Ausgangstext
============

Mann der ersten Stunde
- 04. Mai 2021
- Sicherheit & Praxis
- Michael Petersen
Vor 30 Jahren führte der GTÜ-Prüfingenieur Egon Schäfer aus Wiesloch die erste Hauptuntersuchung der Prüforganisation durch.
Mancher Autofahrer kann es vor 30 Jahren kaum glauben: Die Hauptuntersuchung (HU) soll zu flexiblen Terminen möglich sein, sogar an Samstagen und auch in kleinen Werkstätten? Was jahrzehntelang undenkbar war, wird 1990 wahr. Und die GTÜ Gesellschaft für Technische Überwachung erweitert ihr Portfolio.
Seit 1951 besteht die Pflicht, alle Kraftfahrzeuge regelmäßig auf ihre Verkehrssicherheit hin zu prüfen. 1961 wird die Prüfplakette eingeführt. Mitte 1989 fällt das bis dahin geltende Monopol einer großen Angestelltenorganisation. Danach geht es Schlag auf Schlag: Im Juni 1990 erkennt Baden-Württemberg als erstes Bundesland die GTÜ als amtliche Überwachungsorganisation gemäß Anlage VIII StVZO an. Alle anderen Länder folgen diesem Beispiel. Heute bieten mehr als 2.300 selbstständige und hauptberuflich tätige Kfz-Sachverständige und deren qualifizierte Mitarbeiter an über 11.000 Prüfstützpunkten und eigenen Prüfstellen der GTÜ-Partner die Durchführung der Hauptuntersuchung an.

============

Deine Aufgabe
Schreibe den Abschnitt des Textes über die erste Hauptuntersuchung der GTÜ, der mit „Mancher Autofahrer kann“ beginnt und mit „erweitert ihr Portfolio.“ endet, neu und ersetze dabei „Samstagen“ durch „Sonntagen“.

Bereitgestelltes Material
============

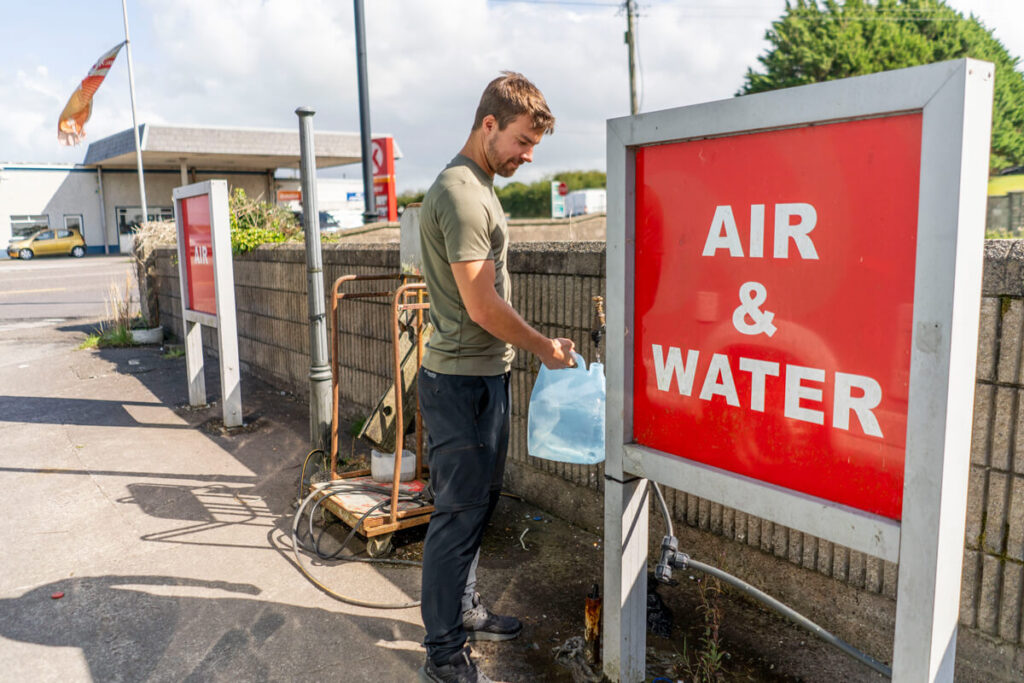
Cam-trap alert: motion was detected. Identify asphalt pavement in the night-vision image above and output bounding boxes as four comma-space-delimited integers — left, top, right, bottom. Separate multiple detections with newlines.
0, 256, 138, 332
0, 317, 432, 683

============

Lösung
Mancher Autofahrer kann es vor 30 Jahren kaum glauben: Die Hauptuntersuchung (HU) soll zu flexiblen Terminen möglich sein, sogar an Sonntagen und auch in kleinen Werkstätten? Was jahrzehntelang undenkbar war, wird 1990 wahr. Und die GTÜ Gesellschaft für Technische Überwachung erweitert ihr Portfolio.